_Work to complete:_ Write out the rows again, starting at the line that has "Greenhouse-scouting task: tag the palm" and stopping after the line that has "point(512, 136)". Swap "wooden cabinet" for "oak cabinet" and leave everything else unchanged.

[Extracted records]
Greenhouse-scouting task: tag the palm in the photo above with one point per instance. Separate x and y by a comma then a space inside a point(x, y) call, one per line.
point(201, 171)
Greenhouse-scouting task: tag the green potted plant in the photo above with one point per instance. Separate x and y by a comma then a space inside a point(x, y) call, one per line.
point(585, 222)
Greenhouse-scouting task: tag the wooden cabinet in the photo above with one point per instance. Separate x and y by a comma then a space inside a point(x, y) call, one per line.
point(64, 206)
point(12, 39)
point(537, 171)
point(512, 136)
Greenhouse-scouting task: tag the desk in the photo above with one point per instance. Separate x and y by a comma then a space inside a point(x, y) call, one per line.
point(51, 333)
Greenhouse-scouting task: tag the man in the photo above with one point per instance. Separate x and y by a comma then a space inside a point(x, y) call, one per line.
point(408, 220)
* * *
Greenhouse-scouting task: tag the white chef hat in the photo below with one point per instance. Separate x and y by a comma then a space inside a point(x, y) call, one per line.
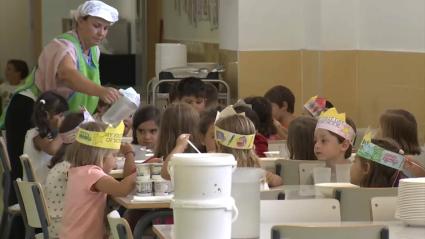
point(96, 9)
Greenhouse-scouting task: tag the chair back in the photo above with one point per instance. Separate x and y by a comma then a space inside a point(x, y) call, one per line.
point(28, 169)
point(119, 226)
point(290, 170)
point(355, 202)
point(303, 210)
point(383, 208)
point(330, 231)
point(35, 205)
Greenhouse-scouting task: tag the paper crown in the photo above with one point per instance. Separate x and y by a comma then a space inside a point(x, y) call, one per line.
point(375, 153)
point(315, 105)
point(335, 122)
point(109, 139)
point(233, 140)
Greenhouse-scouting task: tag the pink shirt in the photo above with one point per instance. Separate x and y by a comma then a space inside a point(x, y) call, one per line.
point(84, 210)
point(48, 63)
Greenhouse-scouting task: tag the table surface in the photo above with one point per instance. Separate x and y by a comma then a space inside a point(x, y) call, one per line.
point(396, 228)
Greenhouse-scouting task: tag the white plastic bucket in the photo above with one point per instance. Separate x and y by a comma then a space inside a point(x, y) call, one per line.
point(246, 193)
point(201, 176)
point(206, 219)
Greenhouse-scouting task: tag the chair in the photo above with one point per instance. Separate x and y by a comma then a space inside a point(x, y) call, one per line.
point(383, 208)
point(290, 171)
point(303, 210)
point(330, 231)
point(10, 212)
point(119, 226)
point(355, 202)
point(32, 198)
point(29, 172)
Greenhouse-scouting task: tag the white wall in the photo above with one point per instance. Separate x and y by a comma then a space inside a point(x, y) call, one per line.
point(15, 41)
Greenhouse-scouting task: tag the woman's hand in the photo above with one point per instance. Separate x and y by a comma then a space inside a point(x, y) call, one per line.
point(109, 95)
* * *
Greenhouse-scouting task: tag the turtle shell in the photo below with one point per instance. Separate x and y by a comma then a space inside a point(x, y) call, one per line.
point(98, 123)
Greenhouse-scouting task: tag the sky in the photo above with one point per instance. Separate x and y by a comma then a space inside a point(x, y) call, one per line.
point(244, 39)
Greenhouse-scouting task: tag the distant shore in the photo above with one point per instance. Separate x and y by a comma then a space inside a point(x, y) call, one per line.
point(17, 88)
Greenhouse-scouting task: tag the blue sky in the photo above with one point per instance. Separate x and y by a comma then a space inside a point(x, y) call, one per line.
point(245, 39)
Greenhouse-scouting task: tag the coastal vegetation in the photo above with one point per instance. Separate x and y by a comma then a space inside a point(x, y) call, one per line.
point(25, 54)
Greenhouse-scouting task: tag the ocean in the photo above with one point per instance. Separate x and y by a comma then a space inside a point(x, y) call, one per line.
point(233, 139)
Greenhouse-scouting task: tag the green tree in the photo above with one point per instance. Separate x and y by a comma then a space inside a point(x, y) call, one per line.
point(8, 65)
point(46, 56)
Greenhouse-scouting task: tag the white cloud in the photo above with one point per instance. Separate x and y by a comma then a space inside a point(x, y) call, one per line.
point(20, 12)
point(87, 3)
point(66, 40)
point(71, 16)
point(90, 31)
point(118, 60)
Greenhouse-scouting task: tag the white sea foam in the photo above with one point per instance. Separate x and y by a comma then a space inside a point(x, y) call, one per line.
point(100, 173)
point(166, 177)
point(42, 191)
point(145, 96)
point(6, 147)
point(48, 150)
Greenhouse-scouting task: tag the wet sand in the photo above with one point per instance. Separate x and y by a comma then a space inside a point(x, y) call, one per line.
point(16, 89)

_Output below:_
Greenhouse-scouting task: tag the palm in the photo above with one point per instance. Separate x and y by a comma then a space inside a point(x, y) call, one per line.
point(201, 171)
Greenhouse-scouting task: tag the green potted plant in the photo above with one point per instance. Separate x and y by a comma then a space inside a point(x, y) call, one per line.
point(585, 222)
Greenhouse-scouting task: tag the oak cabinet in the photo above with one point per instance. Separate x and y by a comma then a space inside a point(x, y) call, one per line.
point(64, 206)
point(12, 39)
point(537, 171)
point(512, 136)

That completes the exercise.